== Records for the exercise ==
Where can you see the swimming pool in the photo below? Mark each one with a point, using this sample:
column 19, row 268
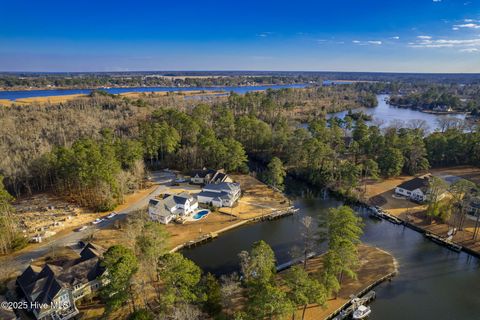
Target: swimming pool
column 200, row 214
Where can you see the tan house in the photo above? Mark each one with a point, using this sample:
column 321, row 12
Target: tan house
column 50, row 292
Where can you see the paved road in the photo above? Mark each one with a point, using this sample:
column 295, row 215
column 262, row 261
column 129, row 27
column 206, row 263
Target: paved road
column 21, row 261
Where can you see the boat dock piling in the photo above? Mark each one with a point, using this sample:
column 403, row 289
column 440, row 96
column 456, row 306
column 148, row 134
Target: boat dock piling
column 444, row 242
column 434, row 237
column 353, row 304
column 278, row 214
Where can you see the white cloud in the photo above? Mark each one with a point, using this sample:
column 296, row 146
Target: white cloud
column 369, row 42
column 470, row 50
column 264, row 34
column 467, row 25
column 447, row 43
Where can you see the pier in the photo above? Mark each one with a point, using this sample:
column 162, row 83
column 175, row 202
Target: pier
column 277, row 214
column 444, row 242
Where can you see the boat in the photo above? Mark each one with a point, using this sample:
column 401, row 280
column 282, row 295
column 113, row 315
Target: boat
column 361, row 312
===
What the task requires: All lines from the one with "column 401, row 280" to the end of the listing are to be printed exactly as given, both ends included.

Task response:
column 401, row 280
column 282, row 295
column 113, row 315
Target: boat
column 361, row 312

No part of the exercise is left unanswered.